Go through the entries below and collect each line with the string "Find" in it.
┌─ WORKING DATA
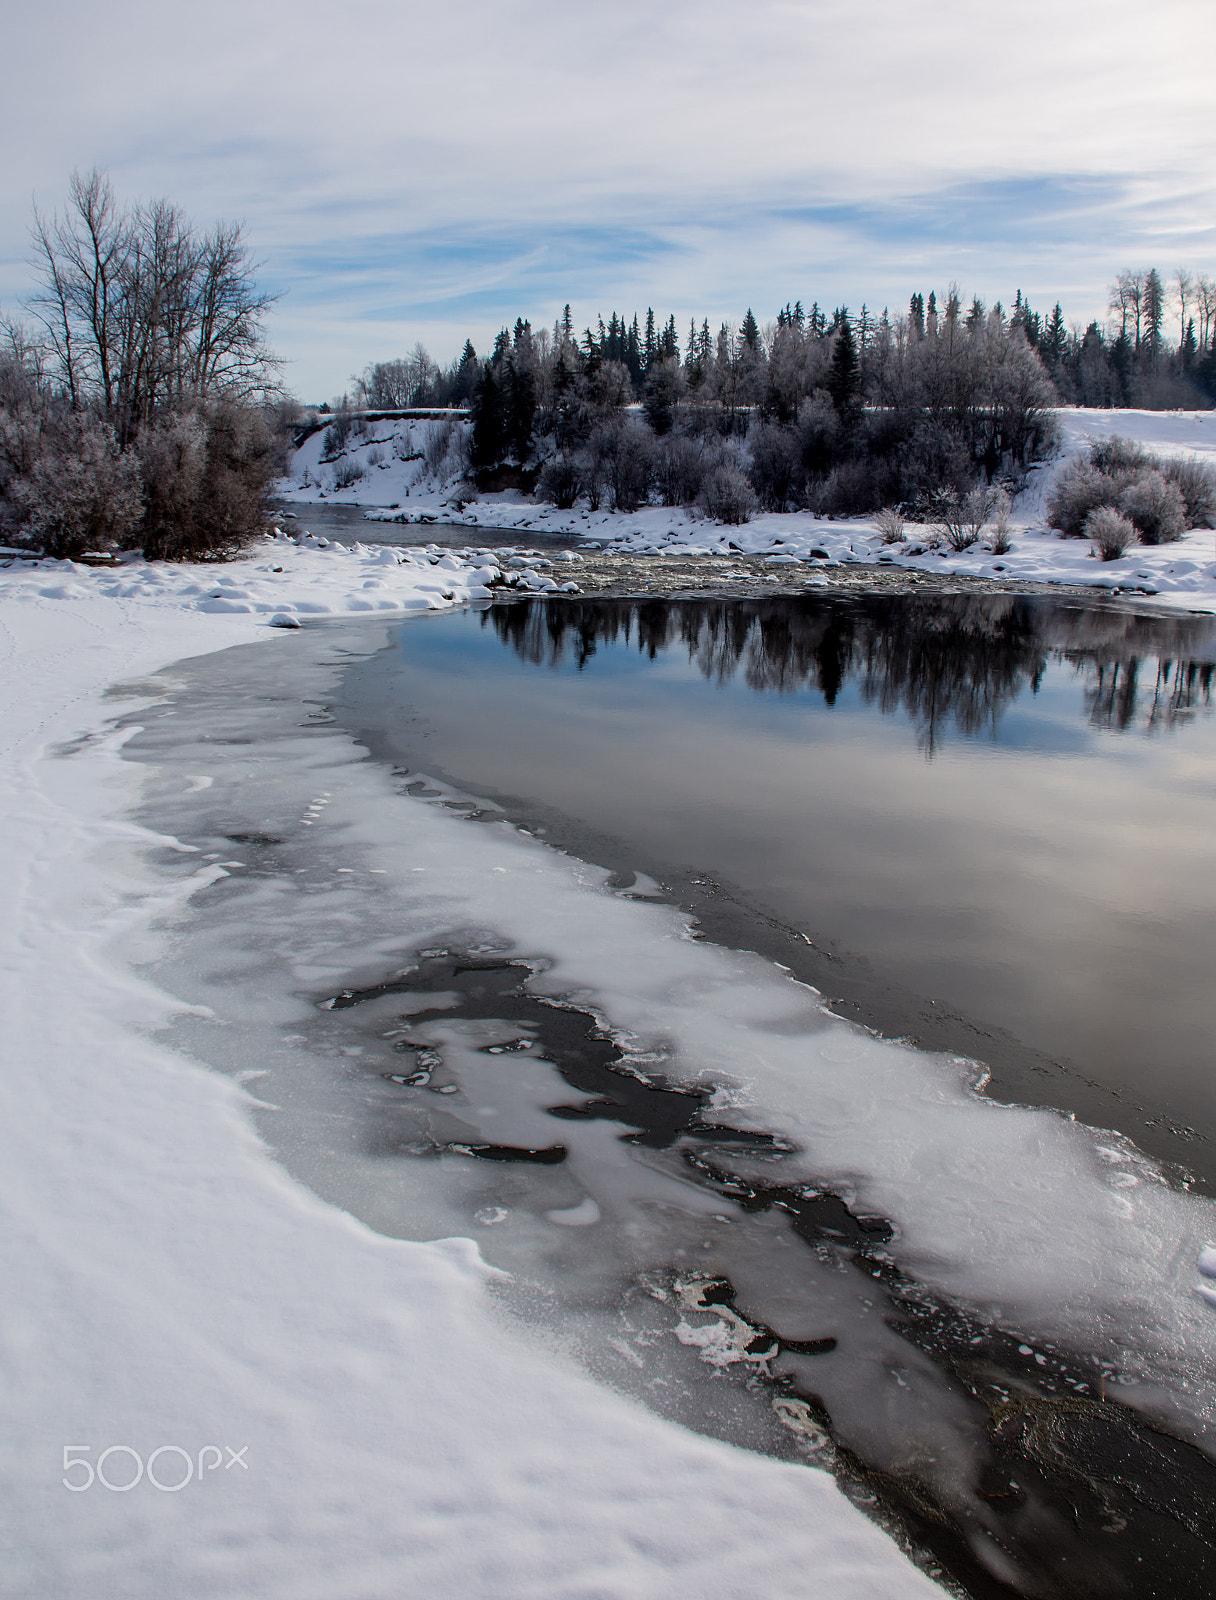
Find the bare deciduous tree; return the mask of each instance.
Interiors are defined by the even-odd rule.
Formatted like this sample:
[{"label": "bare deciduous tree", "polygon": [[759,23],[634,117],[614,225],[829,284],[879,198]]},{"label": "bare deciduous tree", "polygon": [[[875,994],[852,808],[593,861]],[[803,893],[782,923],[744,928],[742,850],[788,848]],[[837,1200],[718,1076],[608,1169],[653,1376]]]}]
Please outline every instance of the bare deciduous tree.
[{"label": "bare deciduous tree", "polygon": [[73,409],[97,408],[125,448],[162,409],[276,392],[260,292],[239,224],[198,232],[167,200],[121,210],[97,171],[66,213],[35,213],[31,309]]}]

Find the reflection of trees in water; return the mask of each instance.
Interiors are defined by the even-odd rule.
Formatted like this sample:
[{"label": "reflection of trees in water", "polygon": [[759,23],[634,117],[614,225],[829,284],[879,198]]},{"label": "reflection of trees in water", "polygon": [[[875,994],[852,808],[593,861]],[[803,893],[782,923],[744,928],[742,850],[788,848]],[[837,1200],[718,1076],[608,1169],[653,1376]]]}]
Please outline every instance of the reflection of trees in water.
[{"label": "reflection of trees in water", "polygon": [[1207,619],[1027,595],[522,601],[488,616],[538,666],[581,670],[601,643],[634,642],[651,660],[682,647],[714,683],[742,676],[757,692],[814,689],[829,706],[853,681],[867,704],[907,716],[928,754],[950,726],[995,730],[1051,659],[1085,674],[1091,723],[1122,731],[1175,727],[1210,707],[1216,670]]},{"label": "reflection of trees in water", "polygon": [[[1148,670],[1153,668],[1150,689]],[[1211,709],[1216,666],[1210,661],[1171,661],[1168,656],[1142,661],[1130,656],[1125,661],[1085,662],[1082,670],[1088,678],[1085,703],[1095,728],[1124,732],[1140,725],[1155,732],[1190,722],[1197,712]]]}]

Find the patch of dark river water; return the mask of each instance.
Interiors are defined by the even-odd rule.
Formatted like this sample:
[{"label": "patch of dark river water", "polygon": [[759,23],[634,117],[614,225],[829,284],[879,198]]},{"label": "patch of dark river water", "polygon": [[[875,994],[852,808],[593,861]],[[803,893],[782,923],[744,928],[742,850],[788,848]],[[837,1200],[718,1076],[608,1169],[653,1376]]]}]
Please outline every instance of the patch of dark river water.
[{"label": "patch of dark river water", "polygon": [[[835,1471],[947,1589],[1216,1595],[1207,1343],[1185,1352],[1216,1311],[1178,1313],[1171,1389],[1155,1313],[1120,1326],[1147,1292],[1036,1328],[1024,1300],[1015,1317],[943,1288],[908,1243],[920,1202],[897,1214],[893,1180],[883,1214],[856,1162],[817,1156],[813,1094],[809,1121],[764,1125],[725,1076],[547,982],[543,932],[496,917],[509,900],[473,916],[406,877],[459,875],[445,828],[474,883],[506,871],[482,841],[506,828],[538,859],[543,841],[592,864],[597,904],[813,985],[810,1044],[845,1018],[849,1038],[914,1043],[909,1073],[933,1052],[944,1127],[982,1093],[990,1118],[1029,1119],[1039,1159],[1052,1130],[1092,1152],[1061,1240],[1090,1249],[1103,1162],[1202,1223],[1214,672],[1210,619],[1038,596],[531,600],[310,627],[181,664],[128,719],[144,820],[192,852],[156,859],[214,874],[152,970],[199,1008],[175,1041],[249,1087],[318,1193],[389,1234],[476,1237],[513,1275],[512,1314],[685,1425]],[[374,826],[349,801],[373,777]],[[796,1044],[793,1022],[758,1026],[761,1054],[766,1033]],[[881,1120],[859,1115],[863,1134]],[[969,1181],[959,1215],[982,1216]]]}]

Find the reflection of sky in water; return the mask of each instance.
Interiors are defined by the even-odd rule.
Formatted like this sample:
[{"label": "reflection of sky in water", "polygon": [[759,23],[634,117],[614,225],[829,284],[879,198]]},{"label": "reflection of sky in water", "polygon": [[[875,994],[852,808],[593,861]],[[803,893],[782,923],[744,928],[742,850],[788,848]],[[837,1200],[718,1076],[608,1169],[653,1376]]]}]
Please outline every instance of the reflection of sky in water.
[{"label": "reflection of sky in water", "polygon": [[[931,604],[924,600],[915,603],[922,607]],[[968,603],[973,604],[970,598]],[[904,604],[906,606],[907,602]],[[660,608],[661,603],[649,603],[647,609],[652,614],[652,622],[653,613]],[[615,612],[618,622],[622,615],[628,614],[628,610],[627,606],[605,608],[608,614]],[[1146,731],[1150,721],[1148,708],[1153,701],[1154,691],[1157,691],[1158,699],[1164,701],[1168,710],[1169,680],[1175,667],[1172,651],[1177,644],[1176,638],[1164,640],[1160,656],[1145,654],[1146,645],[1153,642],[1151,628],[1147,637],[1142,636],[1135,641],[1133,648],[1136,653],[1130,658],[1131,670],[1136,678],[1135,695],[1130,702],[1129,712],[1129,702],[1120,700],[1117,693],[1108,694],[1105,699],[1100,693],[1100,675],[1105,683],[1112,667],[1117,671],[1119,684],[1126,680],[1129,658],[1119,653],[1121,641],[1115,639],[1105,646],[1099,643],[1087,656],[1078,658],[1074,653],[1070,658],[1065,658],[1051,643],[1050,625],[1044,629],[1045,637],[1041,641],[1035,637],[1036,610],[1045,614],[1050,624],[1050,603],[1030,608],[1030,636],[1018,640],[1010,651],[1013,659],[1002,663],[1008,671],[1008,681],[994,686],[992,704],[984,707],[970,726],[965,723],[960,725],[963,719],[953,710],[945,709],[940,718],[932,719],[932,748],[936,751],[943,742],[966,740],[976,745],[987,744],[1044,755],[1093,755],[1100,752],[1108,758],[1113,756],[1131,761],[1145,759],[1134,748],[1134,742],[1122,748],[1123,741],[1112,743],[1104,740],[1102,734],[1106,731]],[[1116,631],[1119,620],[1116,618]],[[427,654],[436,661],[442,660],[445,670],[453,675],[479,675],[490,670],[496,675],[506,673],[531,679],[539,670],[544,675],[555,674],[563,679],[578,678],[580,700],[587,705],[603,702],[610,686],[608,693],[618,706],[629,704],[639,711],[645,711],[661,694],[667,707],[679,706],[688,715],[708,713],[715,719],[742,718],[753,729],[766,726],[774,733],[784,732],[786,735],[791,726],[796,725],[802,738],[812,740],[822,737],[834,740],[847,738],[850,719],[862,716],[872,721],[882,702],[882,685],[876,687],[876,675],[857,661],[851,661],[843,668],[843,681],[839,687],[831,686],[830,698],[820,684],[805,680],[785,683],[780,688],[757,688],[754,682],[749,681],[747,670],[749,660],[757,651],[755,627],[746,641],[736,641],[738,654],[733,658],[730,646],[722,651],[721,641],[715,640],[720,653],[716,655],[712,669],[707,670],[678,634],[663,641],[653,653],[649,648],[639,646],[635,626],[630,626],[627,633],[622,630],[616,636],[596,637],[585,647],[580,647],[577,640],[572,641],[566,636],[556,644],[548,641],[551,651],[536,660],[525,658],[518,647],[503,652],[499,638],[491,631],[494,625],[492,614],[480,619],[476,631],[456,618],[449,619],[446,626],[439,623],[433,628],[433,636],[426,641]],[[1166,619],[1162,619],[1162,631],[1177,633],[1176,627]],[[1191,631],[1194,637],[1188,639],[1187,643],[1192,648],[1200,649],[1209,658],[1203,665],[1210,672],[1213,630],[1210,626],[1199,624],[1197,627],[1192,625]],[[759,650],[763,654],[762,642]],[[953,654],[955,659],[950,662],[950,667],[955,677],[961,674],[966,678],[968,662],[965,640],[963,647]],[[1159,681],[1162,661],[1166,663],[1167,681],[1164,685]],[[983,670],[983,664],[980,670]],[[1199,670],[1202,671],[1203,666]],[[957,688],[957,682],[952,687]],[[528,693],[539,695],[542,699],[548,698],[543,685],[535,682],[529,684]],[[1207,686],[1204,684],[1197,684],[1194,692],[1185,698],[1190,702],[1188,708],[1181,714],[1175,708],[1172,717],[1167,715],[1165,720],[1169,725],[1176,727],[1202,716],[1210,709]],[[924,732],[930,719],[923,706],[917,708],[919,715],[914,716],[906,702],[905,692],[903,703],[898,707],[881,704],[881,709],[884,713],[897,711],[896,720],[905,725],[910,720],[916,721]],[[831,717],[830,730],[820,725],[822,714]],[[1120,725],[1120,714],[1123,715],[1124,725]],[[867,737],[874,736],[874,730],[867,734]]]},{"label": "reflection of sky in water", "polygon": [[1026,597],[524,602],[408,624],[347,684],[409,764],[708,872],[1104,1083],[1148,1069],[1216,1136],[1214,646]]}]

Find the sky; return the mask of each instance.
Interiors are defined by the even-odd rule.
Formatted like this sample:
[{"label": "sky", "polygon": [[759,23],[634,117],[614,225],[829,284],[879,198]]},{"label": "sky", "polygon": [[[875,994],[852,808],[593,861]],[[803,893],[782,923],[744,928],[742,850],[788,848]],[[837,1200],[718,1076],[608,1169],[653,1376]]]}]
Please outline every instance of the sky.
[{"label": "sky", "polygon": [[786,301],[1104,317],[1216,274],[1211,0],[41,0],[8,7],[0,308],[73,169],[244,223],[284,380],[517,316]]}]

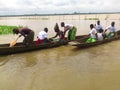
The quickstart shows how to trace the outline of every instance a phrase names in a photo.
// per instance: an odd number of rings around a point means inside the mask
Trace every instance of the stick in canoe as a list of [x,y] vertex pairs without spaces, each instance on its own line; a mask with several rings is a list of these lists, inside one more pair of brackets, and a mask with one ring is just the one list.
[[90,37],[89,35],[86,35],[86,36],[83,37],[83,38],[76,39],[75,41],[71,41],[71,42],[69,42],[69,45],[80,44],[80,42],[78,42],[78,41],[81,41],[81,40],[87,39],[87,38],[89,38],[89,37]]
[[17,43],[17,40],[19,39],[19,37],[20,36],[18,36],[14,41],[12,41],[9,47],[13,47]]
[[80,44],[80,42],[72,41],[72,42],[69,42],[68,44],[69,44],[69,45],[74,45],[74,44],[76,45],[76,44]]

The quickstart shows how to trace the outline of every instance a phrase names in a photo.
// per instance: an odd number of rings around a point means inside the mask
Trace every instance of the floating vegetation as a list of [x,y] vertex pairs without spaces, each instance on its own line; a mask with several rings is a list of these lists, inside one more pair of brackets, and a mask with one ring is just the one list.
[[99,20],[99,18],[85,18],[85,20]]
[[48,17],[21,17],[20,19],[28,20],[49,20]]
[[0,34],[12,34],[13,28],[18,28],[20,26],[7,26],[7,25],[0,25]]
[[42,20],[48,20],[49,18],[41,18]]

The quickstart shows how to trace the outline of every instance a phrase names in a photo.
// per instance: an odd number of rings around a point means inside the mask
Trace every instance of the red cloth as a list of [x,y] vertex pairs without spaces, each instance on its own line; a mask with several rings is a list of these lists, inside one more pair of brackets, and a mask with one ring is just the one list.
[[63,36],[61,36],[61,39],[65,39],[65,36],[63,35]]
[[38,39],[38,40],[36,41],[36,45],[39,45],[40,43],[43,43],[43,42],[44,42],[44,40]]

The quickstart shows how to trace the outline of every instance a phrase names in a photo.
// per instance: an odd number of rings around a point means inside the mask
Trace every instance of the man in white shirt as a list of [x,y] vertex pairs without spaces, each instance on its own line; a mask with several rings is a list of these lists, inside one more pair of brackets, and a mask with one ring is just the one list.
└─
*COMPLETED EXERCISE*:
Find the bare deciduous tree; return the mask of each instance.
Find the reflection of trees in water; return the mask of each instance.
Find the patch of dark river water; return the mask of each instance.
Find the reflection of sky in water; return the mask of each instance.
Find the sky; return the mask of each instance.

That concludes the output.